— TASK REQUIREMENTS —
1. In the Bean Machine inference passage, turn the paragraph beginning "Our model makes use" into a short list that keeps its main facts.
2. According to the Bean Machine inference passage, how does CompositionalInference choose an inference method for each random variable by default?
3. Repeat word for word the part of the Bean Machine inference passage from "CompositionalInference is a" up to and including "(half space proposer)".

Inference is the process of combining model with data to obtain insights, in the form of probability distributions over values of interest. Bean Machine offers a powerful and general inference framework to enable fitting arbitrary models to data.

Our model makes use of both continuous and discrete random variables. We'll want to make use of different inference strategies for each. In particular, we would like to take advantage of gradient information for the continuous random variables. To facilitate this, Bean Machine provides the CompositionalInference class.

CompositionalInference is a powerful, flexible class for configuring inference in a variety of ways. By default, CompositionalInference will select an inference method for each random variable that is appropriate based on its support. The HMM presented in this tutorial has a number of different random variables that we're interested in learning about, and we will customize our own. The proposers for each family of random variables are summarized in the table below:

Random variable	Support	Inference method
$X$	$0,\ldots,K-1$	Uniform Metropolis Hastings
$\mu$	$(-\infty,\infty)$	Newtonian Monte Carlo (real space proposer)
$\sigma$	$[0,\infty)$	Newtonian Monte Carlo (half space proposer)

You can learn more about compositional inference in our framework topics.

Point placement records

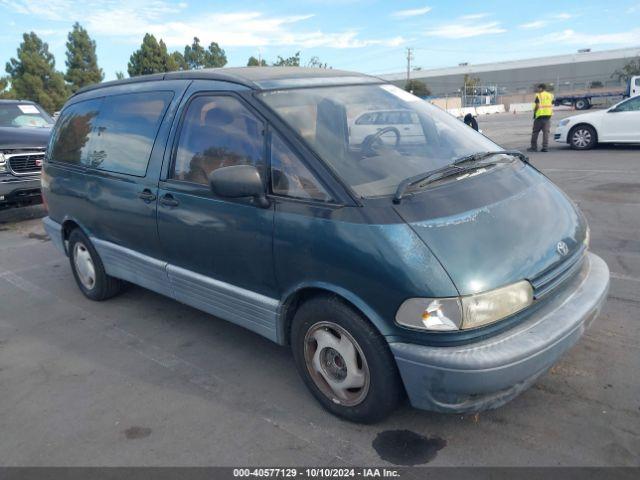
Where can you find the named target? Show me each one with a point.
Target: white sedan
(618, 124)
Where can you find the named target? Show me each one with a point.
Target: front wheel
(582, 137)
(344, 361)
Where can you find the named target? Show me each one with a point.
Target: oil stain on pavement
(133, 433)
(403, 447)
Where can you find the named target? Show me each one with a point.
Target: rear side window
(217, 131)
(74, 131)
(125, 132)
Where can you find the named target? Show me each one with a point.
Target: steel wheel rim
(581, 138)
(336, 364)
(84, 266)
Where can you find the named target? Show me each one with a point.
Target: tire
(582, 104)
(88, 269)
(324, 321)
(583, 137)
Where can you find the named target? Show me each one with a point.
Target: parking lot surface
(144, 380)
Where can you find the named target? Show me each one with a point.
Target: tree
(5, 91)
(33, 74)
(630, 69)
(151, 57)
(196, 56)
(181, 63)
(418, 88)
(82, 62)
(293, 61)
(254, 62)
(469, 84)
(314, 62)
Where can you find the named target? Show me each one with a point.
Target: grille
(558, 273)
(22, 164)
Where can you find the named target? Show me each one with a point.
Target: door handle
(147, 195)
(168, 201)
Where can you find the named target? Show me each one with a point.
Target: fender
(285, 301)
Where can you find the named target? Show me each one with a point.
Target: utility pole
(409, 58)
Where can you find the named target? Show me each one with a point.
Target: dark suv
(25, 129)
(443, 267)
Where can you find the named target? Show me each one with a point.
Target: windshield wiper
(476, 157)
(457, 166)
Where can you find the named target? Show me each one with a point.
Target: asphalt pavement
(144, 380)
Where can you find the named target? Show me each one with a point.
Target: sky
(361, 35)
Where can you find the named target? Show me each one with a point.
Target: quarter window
(126, 130)
(290, 177)
(74, 132)
(217, 131)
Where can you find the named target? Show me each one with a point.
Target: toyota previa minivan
(438, 267)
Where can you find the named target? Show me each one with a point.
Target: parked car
(618, 124)
(25, 128)
(387, 271)
(401, 126)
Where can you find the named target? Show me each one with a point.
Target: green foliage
(5, 91)
(82, 62)
(630, 69)
(196, 56)
(293, 61)
(254, 62)
(418, 88)
(179, 60)
(469, 83)
(151, 57)
(33, 75)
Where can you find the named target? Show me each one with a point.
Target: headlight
(469, 311)
(488, 307)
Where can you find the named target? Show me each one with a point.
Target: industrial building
(578, 71)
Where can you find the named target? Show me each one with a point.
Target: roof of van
(257, 78)
(14, 101)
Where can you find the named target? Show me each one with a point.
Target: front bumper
(489, 373)
(19, 190)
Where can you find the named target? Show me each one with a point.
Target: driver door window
(217, 131)
(290, 177)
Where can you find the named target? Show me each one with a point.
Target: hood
(586, 116)
(23, 137)
(495, 228)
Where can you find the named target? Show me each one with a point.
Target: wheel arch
(296, 296)
(67, 226)
(582, 124)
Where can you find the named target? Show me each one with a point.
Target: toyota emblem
(562, 248)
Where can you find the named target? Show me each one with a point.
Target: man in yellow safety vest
(542, 112)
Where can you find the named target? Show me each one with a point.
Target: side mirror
(238, 181)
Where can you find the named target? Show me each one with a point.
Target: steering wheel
(373, 141)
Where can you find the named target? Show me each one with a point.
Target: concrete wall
(565, 77)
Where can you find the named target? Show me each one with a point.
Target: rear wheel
(582, 137)
(344, 361)
(88, 270)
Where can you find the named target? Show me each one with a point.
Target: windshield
(375, 136)
(23, 115)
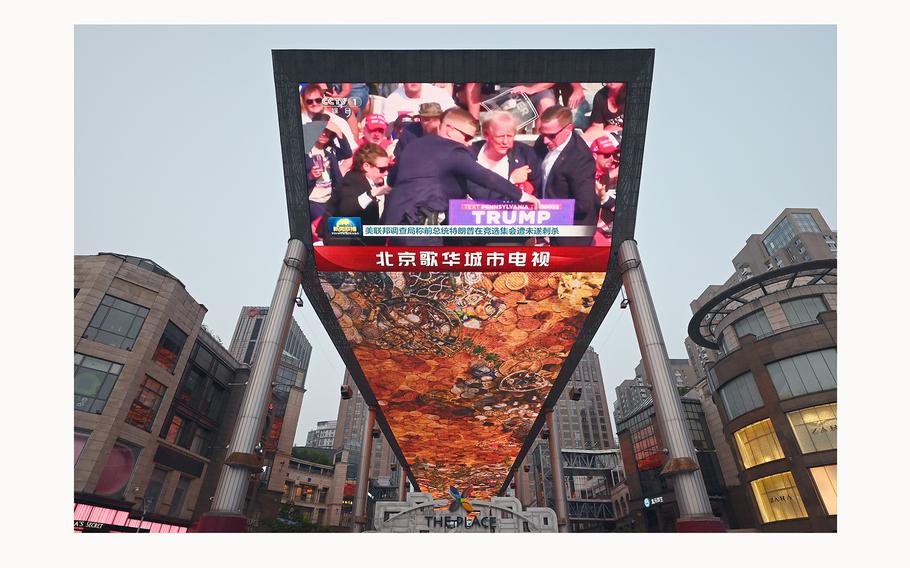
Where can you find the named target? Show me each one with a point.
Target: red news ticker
(461, 259)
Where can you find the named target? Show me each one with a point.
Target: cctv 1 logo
(342, 106)
(460, 500)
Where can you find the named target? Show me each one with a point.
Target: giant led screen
(461, 235)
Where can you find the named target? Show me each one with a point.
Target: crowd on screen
(395, 154)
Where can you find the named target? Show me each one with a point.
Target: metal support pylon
(682, 464)
(227, 514)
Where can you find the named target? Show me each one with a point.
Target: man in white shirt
(407, 99)
(568, 170)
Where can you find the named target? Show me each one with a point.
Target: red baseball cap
(375, 122)
(604, 145)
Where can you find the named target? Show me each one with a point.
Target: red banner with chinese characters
(461, 259)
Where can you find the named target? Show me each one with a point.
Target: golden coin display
(541, 293)
(527, 310)
(508, 317)
(499, 284)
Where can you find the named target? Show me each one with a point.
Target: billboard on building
(461, 231)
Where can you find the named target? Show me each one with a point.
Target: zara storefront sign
(653, 501)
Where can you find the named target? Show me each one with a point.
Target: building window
(80, 438)
(826, 482)
(803, 374)
(805, 223)
(118, 470)
(722, 343)
(93, 381)
(779, 236)
(153, 489)
(815, 428)
(116, 322)
(169, 347)
(145, 406)
(187, 434)
(756, 324)
(758, 444)
(778, 498)
(740, 396)
(803, 310)
(183, 486)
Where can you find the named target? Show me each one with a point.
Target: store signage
(92, 526)
(653, 501)
(452, 522)
(493, 213)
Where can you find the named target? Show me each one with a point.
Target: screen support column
(402, 483)
(227, 514)
(559, 488)
(695, 513)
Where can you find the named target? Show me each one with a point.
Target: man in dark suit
(499, 153)
(568, 170)
(428, 118)
(359, 193)
(436, 168)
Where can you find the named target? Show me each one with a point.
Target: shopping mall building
(772, 340)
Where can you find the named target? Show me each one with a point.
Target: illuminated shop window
(93, 382)
(778, 498)
(806, 373)
(758, 444)
(803, 310)
(826, 482)
(145, 406)
(815, 428)
(118, 469)
(169, 347)
(116, 322)
(740, 396)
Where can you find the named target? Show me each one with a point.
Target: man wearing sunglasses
(360, 193)
(436, 168)
(568, 170)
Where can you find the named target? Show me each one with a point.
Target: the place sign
(452, 522)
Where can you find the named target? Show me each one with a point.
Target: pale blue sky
(178, 156)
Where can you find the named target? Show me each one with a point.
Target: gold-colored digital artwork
(461, 363)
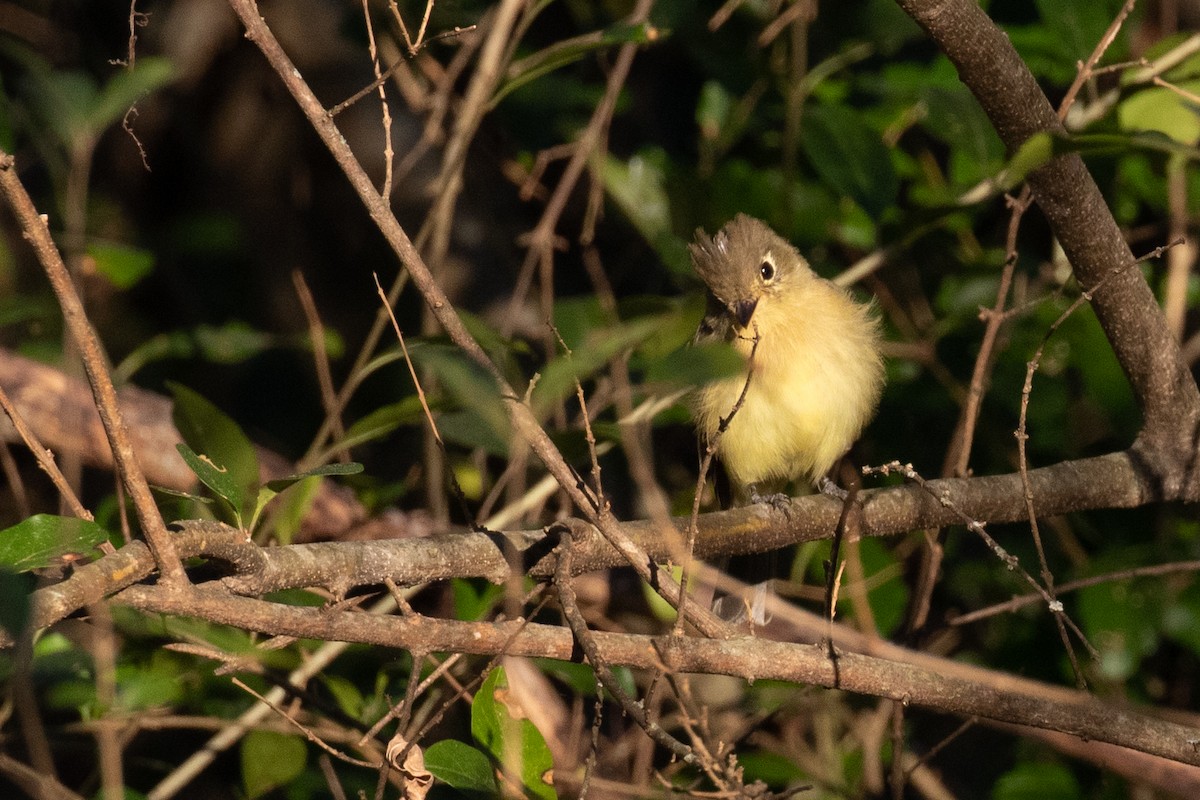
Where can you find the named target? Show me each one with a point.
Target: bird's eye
(767, 270)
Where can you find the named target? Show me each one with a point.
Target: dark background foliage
(850, 134)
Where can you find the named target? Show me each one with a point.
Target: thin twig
(35, 229)
(45, 458)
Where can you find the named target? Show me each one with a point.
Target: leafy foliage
(846, 132)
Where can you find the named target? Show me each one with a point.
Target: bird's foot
(828, 488)
(748, 608)
(779, 501)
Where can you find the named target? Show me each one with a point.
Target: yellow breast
(816, 377)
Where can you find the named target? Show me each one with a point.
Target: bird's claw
(779, 501)
(828, 488)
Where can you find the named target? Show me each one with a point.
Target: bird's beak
(743, 310)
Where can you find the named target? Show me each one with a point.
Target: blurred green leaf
(324, 470)
(599, 347)
(229, 464)
(474, 599)
(126, 86)
(639, 188)
(773, 769)
(1037, 781)
(850, 157)
(569, 50)
(15, 602)
(123, 265)
(697, 365)
(379, 422)
(499, 731)
(1122, 620)
(270, 761)
(45, 540)
(1163, 110)
(484, 421)
(461, 767)
(220, 480)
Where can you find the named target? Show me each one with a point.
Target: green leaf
(639, 188)
(231, 343)
(462, 767)
(349, 468)
(223, 446)
(270, 761)
(773, 769)
(495, 726)
(474, 599)
(220, 480)
(1162, 110)
(1033, 781)
(850, 157)
(123, 265)
(697, 365)
(381, 422)
(43, 540)
(569, 50)
(472, 390)
(347, 696)
(1122, 620)
(126, 88)
(15, 590)
(599, 347)
(292, 510)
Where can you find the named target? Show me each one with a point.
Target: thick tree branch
(1103, 482)
(525, 423)
(1072, 202)
(925, 681)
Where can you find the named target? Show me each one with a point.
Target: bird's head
(744, 264)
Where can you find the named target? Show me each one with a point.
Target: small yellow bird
(815, 376)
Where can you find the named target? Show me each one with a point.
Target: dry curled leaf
(418, 780)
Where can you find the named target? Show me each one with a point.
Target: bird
(815, 368)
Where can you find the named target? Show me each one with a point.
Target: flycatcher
(815, 373)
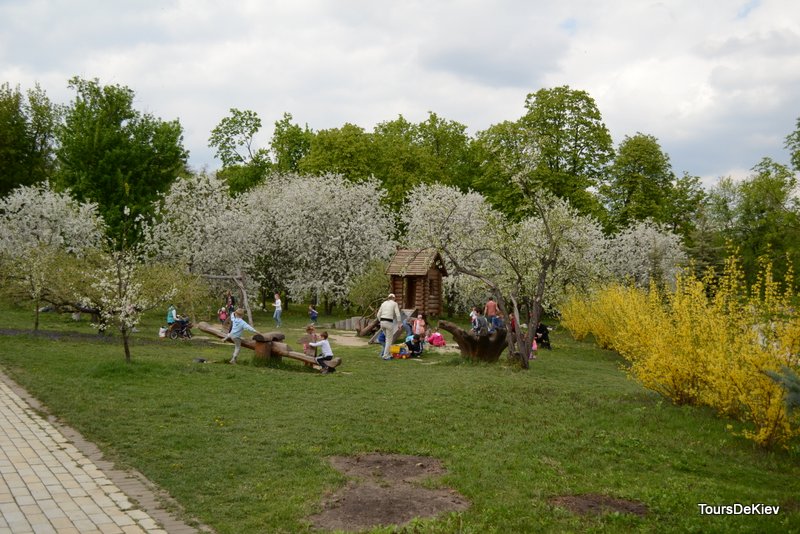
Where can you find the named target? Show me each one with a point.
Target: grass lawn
(244, 448)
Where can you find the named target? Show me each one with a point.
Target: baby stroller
(181, 328)
(543, 336)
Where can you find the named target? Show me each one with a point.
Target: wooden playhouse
(416, 280)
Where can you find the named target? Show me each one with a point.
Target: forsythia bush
(707, 342)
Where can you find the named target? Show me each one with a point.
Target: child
(278, 308)
(238, 325)
(414, 346)
(480, 325)
(311, 335)
(436, 339)
(327, 353)
(381, 339)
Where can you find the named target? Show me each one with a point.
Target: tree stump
(484, 347)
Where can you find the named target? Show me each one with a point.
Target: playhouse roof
(415, 262)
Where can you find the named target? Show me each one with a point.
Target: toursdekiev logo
(738, 509)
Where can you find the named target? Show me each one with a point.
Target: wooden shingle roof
(415, 262)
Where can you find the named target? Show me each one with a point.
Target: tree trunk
(369, 328)
(126, 344)
(486, 347)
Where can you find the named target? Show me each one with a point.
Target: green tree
(434, 151)
(568, 146)
(501, 153)
(449, 156)
(117, 157)
(768, 218)
(640, 182)
(793, 145)
(398, 158)
(686, 206)
(346, 151)
(27, 137)
(290, 144)
(243, 165)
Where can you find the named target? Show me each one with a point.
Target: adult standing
(389, 318)
(238, 326)
(230, 302)
(278, 308)
(490, 311)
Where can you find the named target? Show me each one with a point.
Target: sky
(717, 82)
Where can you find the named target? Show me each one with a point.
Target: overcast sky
(717, 82)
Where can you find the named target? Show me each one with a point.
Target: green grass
(243, 448)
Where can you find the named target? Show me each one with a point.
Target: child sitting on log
(327, 353)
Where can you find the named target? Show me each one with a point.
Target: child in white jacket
(327, 353)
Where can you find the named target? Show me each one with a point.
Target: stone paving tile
(48, 485)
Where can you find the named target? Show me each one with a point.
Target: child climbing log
(269, 346)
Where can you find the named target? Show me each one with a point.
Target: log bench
(269, 347)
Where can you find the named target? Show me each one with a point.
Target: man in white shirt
(389, 318)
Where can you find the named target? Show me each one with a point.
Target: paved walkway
(53, 481)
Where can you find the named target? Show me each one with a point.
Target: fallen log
(484, 347)
(269, 346)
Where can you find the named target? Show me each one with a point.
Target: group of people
(390, 319)
(487, 320)
(226, 312)
(416, 330)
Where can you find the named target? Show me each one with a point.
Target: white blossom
(200, 228)
(36, 216)
(317, 233)
(643, 253)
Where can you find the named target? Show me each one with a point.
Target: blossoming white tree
(202, 230)
(644, 252)
(38, 226)
(118, 289)
(317, 233)
(529, 263)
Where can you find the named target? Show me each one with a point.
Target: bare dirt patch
(385, 489)
(594, 504)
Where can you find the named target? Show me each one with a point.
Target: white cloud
(717, 82)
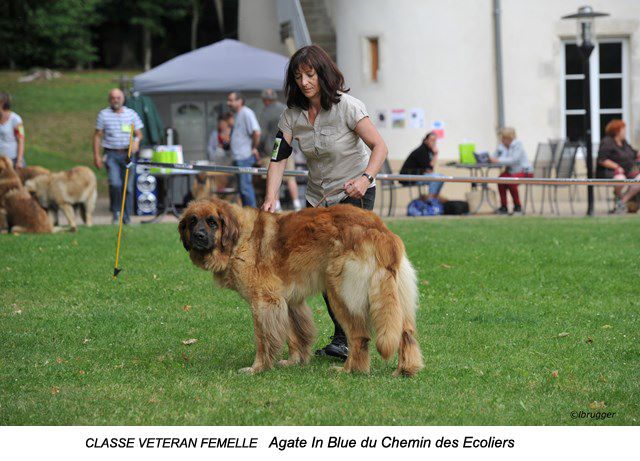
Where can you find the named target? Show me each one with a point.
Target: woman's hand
(356, 188)
(269, 205)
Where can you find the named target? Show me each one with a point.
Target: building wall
(532, 44)
(434, 58)
(439, 56)
(258, 25)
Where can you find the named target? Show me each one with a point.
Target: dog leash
(116, 270)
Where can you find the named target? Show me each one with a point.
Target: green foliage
(60, 33)
(50, 34)
(150, 13)
(504, 303)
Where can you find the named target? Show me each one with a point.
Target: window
(373, 50)
(609, 94)
(371, 59)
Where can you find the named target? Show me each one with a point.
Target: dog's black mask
(201, 235)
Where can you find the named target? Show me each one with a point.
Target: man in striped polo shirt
(113, 129)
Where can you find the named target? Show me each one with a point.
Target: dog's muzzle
(200, 240)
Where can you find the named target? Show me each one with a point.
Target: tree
(45, 33)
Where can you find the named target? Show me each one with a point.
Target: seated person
(219, 147)
(511, 153)
(617, 160)
(422, 161)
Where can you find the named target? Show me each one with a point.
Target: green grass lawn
(504, 304)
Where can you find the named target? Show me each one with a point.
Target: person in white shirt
(511, 153)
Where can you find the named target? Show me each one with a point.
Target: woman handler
(330, 127)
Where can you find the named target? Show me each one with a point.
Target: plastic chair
(565, 169)
(542, 167)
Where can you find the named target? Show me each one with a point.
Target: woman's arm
(356, 188)
(607, 163)
(274, 180)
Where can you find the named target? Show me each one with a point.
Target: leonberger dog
(9, 180)
(64, 190)
(275, 261)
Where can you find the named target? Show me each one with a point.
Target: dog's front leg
(270, 325)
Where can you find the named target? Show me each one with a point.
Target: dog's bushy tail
(409, 355)
(385, 312)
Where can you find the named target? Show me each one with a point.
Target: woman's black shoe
(336, 348)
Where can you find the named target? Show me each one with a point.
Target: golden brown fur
(9, 180)
(30, 172)
(65, 189)
(211, 185)
(24, 214)
(275, 261)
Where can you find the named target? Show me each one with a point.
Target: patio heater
(585, 37)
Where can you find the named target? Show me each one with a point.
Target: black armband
(281, 148)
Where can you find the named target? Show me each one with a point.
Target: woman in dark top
(422, 162)
(618, 160)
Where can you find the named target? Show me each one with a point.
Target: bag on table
(430, 207)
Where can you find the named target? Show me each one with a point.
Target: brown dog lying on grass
(23, 214)
(275, 261)
(63, 190)
(9, 180)
(30, 172)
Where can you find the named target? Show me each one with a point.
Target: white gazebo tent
(190, 90)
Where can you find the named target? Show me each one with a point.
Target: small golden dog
(9, 180)
(30, 172)
(275, 261)
(24, 214)
(63, 190)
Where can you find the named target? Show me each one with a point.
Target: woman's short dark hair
(5, 100)
(430, 133)
(330, 78)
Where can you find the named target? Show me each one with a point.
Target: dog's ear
(182, 229)
(229, 227)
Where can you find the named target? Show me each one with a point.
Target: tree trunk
(195, 18)
(146, 44)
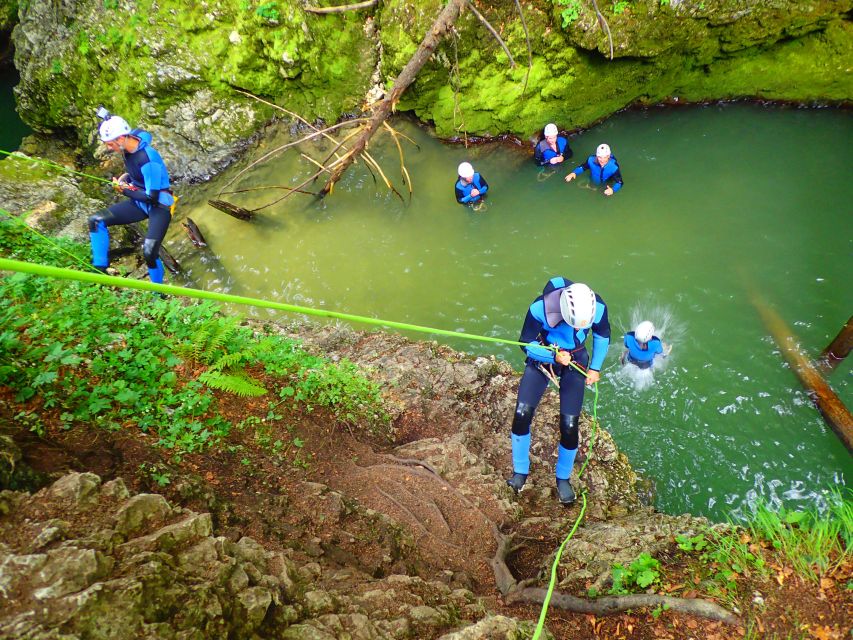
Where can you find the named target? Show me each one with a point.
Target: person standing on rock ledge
(146, 184)
(561, 319)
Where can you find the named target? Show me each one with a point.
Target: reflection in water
(716, 200)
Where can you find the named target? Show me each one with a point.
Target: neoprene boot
(565, 492)
(517, 481)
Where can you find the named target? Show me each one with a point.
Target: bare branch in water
(277, 150)
(406, 180)
(494, 33)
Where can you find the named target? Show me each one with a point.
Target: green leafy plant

— ANSWERS TO THE EXERCISE —
1.
- The model uses both continuous and discrete random variables.
- A different inference strategy is wanted for each kind.
- Gradient information should be used for the continuous random variables.
- Bean Machine provides the CompositionalInference class to make this possible.

2. It selects a method that is appropriate based on the variable's support.

3.
CompositionalInference is a powerful, flexible class for configuring inference in a variety of ways. By default, CompositionalInference will select an inference method for each random variable that is appropriate based on its support. The HMM presented in this tutorial has a number of different random variables that we're interested in learning about, and we will customize our own. The proposers for each family of random variables are summarized in the table below:

Random variable	Support	Inference method
$X$	$0,\ldots,K-1$	Uniform Metropolis Hastings
$\mu$	$(-\infty,\infty)$	Newtonian Monte Carlo (real space proposer)
$\sigma$	$[0,\infty)$	Newtonian Monte Carlo (half space proposer)